Every record needs to come back as written, except for the pictures.

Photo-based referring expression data

──────

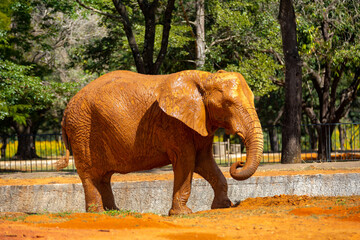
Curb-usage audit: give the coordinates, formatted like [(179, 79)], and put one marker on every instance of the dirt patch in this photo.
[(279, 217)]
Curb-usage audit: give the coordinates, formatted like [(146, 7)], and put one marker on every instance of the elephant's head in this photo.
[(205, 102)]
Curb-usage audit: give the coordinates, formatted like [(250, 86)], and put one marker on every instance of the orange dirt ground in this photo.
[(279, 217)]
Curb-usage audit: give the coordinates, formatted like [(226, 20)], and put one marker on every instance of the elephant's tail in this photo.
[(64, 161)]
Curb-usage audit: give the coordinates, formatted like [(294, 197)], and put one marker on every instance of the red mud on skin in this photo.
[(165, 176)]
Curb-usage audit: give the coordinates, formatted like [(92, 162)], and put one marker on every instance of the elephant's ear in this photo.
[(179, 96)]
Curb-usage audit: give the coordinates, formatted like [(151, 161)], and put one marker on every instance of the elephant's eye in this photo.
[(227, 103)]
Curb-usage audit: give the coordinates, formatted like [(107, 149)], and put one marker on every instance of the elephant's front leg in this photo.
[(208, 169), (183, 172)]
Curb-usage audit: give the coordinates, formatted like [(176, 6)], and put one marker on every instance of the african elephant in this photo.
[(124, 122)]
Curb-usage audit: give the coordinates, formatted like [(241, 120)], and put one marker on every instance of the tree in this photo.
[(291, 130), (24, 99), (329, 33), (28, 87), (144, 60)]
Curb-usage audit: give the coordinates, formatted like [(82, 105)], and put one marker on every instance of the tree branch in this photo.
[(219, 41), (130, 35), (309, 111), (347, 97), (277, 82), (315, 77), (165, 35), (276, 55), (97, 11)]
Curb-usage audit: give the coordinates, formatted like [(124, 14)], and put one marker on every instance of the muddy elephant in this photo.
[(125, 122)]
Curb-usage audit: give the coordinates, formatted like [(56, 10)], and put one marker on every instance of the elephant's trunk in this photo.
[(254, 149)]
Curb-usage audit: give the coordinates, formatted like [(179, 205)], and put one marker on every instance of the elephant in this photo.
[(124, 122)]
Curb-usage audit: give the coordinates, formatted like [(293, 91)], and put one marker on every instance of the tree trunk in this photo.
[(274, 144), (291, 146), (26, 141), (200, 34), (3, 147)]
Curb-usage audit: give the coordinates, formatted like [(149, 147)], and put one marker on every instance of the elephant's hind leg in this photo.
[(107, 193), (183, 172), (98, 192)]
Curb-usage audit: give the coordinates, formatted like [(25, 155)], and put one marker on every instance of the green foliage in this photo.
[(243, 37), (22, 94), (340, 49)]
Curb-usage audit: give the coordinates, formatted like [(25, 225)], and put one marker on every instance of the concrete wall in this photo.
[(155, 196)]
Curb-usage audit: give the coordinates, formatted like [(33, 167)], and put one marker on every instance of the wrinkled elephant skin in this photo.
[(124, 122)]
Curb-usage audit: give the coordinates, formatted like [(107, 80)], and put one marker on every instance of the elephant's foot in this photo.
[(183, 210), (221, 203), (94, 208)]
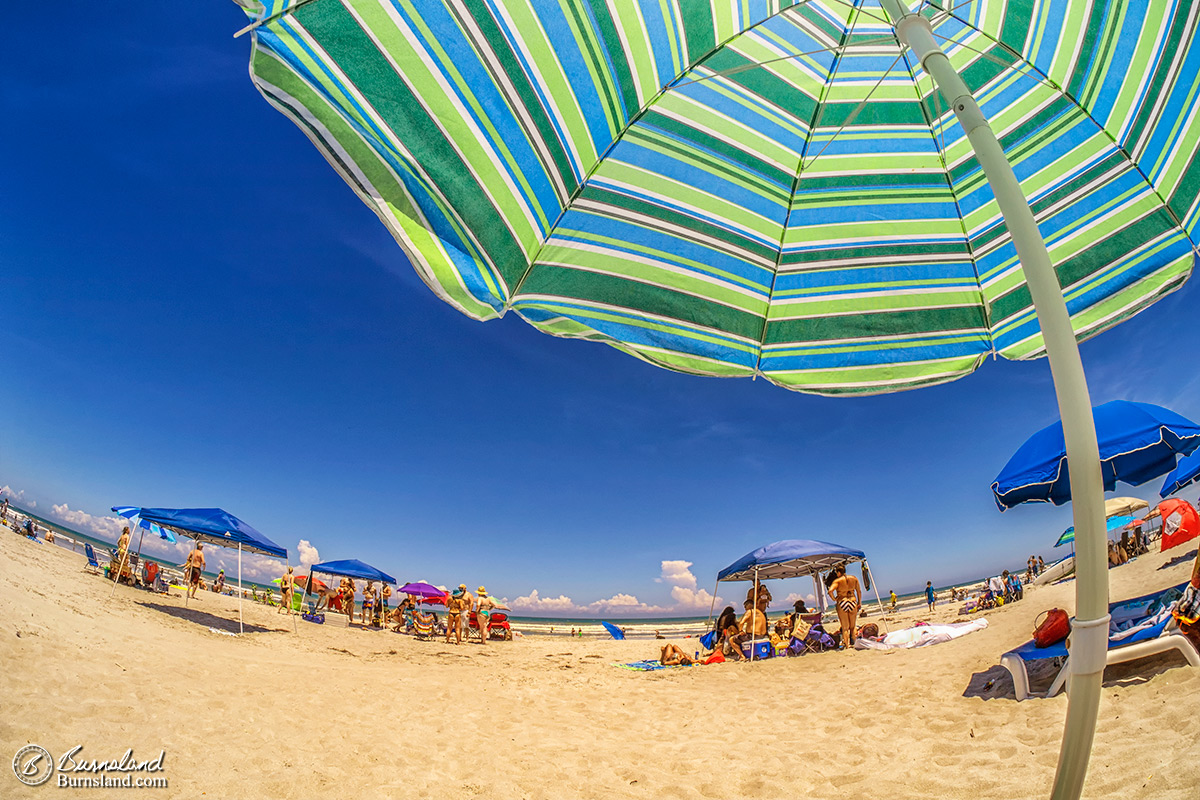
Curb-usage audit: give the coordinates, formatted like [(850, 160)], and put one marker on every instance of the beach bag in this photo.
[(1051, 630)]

──────

EXERCISE RESULT:
Curb-usage audit: give the coordinates, formatted like [(179, 79)], and put one marker on every instance of the dirt patch in this photo.
[(279, 217)]
Curb-usage audit: give the coordinates, formatted like [(146, 7)], and put one marker on every instance of the elephant's head in this photo.
[(205, 102)]
Curb-usage audit: give the coordinates, formatted like [(250, 86)], and put one marker on every instance of the orange dirt ground in this photo.
[(279, 217)]
Curb-usage audit: give the coordinates, formatted like [(226, 20)], and put one marker on every instance of the elephant's tail in this photo.
[(64, 161)]
Curb-usage audit: give the coordinates, formatted like [(294, 197)], and put one marker on every instance of the red mud on skin in this photo.
[(165, 176)]
Curb-usage audit: give the coordinates, formatted like [(92, 162)], and put one marker on every instance of the elephant's ear in this photo.
[(179, 96)]
Curb-usage audit: give the coordinates, formatted like [(151, 161)], and put one marker on every instance of the elephant's eye in this photo.
[(227, 103)]
Curb-usage audit: give the coordinates, formatted like [(107, 149)], and put one marker on every instance of the elephant's front leg in this photo.
[(208, 169), (183, 172)]
Curb-usage audit: give the coordinates, formatted like [(176, 6)], and put one marker on every instance of the african elephant in this photo.
[(124, 122)]
Curb-usage audit: give the coordinates, formatted like [(241, 120)], and put one marker on every instance of the tree in this photo.
[(291, 130), (24, 99), (329, 33), (28, 87), (144, 60)]
Curb-usage audit: give the coordinates, formatted like [(82, 105)], and put one marker on every instance of the tree branch in this photo.
[(219, 41), (130, 35), (309, 111), (347, 97), (277, 82), (315, 77), (165, 35), (276, 55), (97, 11)]
Curb-usage audit: give the coordinates, formatted like [(124, 14)], and put one marker on every instance of the muddy elephant in this photo.
[(125, 122)]
Curb-usage audit: give the coordinates, formatted like [(56, 10)], and put one marker on every instance of the elephant's trunk in this photo.
[(254, 149)]
Curb-usage audit: give the coordinates, formatted like [(179, 205)], and put one marker on every instance of the elephant in this photo.
[(124, 122)]
Curb-usage audit: give the coordinates, formatted like [(293, 91)], and put one marker on every instance of the tree trunk in this photo.
[(274, 144), (291, 146), (26, 141), (200, 34), (3, 147)]
Curb-usage audit: give the coordinates, formatted like [(149, 147)], and put one marker on every instance of the elephant's hind leg in this photo.
[(107, 193), (183, 172), (98, 192)]
Curb-usage audit: give the coordinates, formatted like [(25, 155)], and put one marker on every instance of the green foliage in this photo.
[(243, 37), (22, 94), (340, 49)]
Curb-usage audit: give the coordinates, formatted like [(25, 225)], and put one marker on every instance of the concrete wall in this photo.
[(155, 196)]
Curb-usage audit: give the coordinates, formatted like [(33, 167)], and put one marker on every instance of the wrinkled elephant skin in this photo.
[(124, 122)]
Curb-usage audit: give the coordinates, formatted like [(107, 80)], and put one marker on every instance of the elephant's foot in this photo.
[(183, 210), (221, 203), (94, 208)]
Curb-usage audit: give the coordinates, formatted like [(850, 160)], and put one marker on every instance of the beach bag in this photo.
[(1051, 630)]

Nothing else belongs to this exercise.